---------- TESTO ESTRATTO

Mi è stata raccontata la storia di questi campi e mi è stato spiegato come avvicinarsi alle piante per prendersene cura, coltivando la pazienza, la calma e l’ascolto. Ci sono stati momenti in cui l’unico suono era il ronzio delle api intorno a noi. Ho ascoltato, ho osservato e sperimentato e mi sono sentita parte di una grande famiglia. Sono stata presa letteralmente per mano e guidata tra le piante, mi è stato insegnato come liberarle dalle erbe che non servono e come riconoscere le altre piante officinali.
A rendere possibile tutto questo è stata Emanuela Grazian. Ecco cosa ci ha raccontato.

--------------------
---------- RIGHE DI DATI

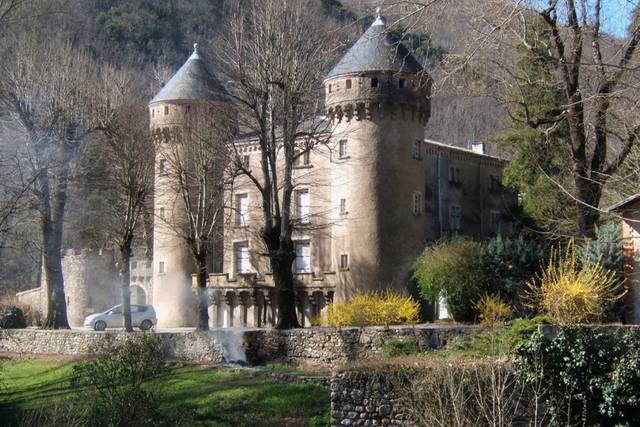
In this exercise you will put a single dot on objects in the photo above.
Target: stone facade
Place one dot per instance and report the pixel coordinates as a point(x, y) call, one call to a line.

--------------------

▸ **CONSEGNA E REQUISITI**: Traduci in inglese questa frase del testo estratto sulla cura delle piante: «Ci sono stati momenti in cui l’unico suono era il ronzio delle api intorno a noi.»

▸ **SOLUZIONE PROPOSTA**: There were moments when the only sound was the buzzing of the bees around us.